◆ **WHAT THE EXERCISE ASKS**
Render every line of the items below as a JSON array of strings, one string per line, with blank lines omitted.

— begin DATA ROWS —

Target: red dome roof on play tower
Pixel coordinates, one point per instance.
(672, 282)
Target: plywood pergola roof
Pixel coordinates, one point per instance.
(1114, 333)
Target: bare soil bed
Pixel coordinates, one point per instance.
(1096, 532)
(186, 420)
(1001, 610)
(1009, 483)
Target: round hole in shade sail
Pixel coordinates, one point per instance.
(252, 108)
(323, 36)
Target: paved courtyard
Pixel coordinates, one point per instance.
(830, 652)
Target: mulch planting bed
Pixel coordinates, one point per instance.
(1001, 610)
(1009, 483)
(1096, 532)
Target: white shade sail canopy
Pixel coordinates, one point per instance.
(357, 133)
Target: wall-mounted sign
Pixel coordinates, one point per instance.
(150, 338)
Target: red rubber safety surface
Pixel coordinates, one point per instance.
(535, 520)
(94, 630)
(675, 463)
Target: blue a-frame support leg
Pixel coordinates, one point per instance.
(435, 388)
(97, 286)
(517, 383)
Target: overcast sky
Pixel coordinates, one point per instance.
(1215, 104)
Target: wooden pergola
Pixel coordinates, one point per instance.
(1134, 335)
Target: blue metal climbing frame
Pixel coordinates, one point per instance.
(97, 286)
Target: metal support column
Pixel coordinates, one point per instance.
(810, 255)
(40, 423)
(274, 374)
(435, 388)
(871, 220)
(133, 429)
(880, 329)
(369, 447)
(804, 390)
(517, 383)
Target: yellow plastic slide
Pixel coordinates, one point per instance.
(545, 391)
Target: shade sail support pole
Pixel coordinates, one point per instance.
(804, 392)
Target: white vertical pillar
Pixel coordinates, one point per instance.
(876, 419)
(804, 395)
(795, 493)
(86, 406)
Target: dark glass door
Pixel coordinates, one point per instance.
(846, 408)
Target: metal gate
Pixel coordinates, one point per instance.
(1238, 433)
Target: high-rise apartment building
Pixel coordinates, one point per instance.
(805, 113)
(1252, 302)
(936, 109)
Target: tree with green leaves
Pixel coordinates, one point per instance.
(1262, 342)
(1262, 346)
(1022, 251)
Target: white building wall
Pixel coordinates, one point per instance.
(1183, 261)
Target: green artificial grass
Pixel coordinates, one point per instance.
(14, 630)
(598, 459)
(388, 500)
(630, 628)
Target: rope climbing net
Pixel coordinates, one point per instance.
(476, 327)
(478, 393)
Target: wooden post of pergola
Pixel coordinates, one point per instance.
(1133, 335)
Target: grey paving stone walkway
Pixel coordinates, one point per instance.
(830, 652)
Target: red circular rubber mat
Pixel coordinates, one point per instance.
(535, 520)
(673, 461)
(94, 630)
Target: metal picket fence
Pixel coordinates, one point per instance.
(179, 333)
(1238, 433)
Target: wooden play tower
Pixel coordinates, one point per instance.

— end DATA ROWS —

◆ **THE ANSWER**
[
  "Target: red dome roof on play tower",
  "Pixel coordinates, one point per instance.",
  "(672, 282)",
  "Target: plywood pergola roof",
  "Pixel coordinates, one point per instance.",
  "(1114, 333)",
  "Target: bare soil bed",
  "Pixel coordinates, one point per instance.",
  "(1096, 532)",
  "(186, 420)",
  "(1001, 610)",
  "(1009, 483)",
  "Target: round hole in shade sail",
  "Pixel coordinates, one point per instance.",
  "(252, 108)",
  "(323, 36)",
  "Target: paved courtyard",
  "Pixel coordinates, one point per instance.",
  "(830, 652)",
  "Target: mulch planting bed",
  "Pixel coordinates, one point per instance.",
  "(1001, 610)",
  "(1009, 483)",
  "(1096, 532)",
  "Target: white shade sail canopy",
  "Pixel coordinates, one point per instance.",
  "(357, 133)",
  "Target: wall-mounted sign",
  "Pixel coordinates, one point per instance.",
  "(150, 338)",
  "Target: red rubber safety surface",
  "Pixel coordinates, one point per instance.",
  "(535, 520)",
  "(94, 630)",
  "(675, 463)",
  "Target: blue a-frame support leg",
  "Pixel coordinates, one point per instance.",
  "(435, 388)",
  "(97, 286)",
  "(517, 383)",
  "Target: overcast sky",
  "Pixel coordinates, one point per instance.",
  "(1215, 104)",
  "Target: wooden pergola",
  "Pixel coordinates, one point per instance.",
  "(1134, 335)",
  "Target: blue metal climbing frame",
  "Pixel coordinates, one point per instance.",
  "(97, 286)",
  "Target: metal support column",
  "Pixel coordinates, one point per instance.",
  "(810, 255)",
  "(40, 423)",
  "(274, 374)",
  "(435, 388)",
  "(871, 220)",
  "(133, 429)",
  "(880, 329)",
  "(369, 447)",
  "(804, 390)",
  "(517, 383)",
  "Target: yellow plastic slide",
  "Pixel coordinates, one point per instance.",
  "(545, 391)",
  "Target: shade sail support pole",
  "Pixel coordinates, one point per instance.",
  "(804, 392)",
  "Target: white vertical pillar",
  "Pixel coordinates, one point per instance.",
  "(876, 419)",
  "(804, 395)",
  "(795, 493)",
  "(86, 406)",
  "Target: dark glass door",
  "Pixel coordinates, one point per instance.",
  "(846, 408)",
  "Target: metal gate",
  "Pixel coordinates, one point per instance.",
  "(1238, 433)",
  "Target: high-rise apartment building",
  "Pixel coordinates, one point per instance.",
  "(805, 113)",
  "(1252, 302)",
  "(936, 109)",
  "Target: tree with green leaves",
  "Pixel coordinates, one point per instance.",
  "(1262, 342)",
  "(1262, 346)",
  "(1022, 251)",
  "Target: white building wall",
  "Pixel coordinates, one point per instance.",
  "(1183, 261)",
  "Target: green artificial grass",
  "Pixel coordinates, one point per instance.",
  "(14, 630)",
  "(598, 459)",
  "(388, 500)",
  "(630, 628)",
  "Target: rope climbing net",
  "Pixel coordinates, one point per instance.",
  "(476, 327)",
  "(478, 393)",
  "Target: wooden post of pergola",
  "Pixel coordinates, one point per instance.",
  "(1133, 335)",
  "Target: grey paving stone walkway",
  "Pixel coordinates, one point per instance.",
  "(830, 652)",
  "Target: red circular rubber mat",
  "Pixel coordinates, one point per instance.",
  "(535, 520)",
  "(673, 461)",
  "(94, 630)",
  "Target: metal picket fence",
  "Pixel coordinates, one point per instance.",
  "(179, 333)",
  "(1238, 433)",
  "Target: wooden play tower",
  "Pixel coordinates, one point per instance."
]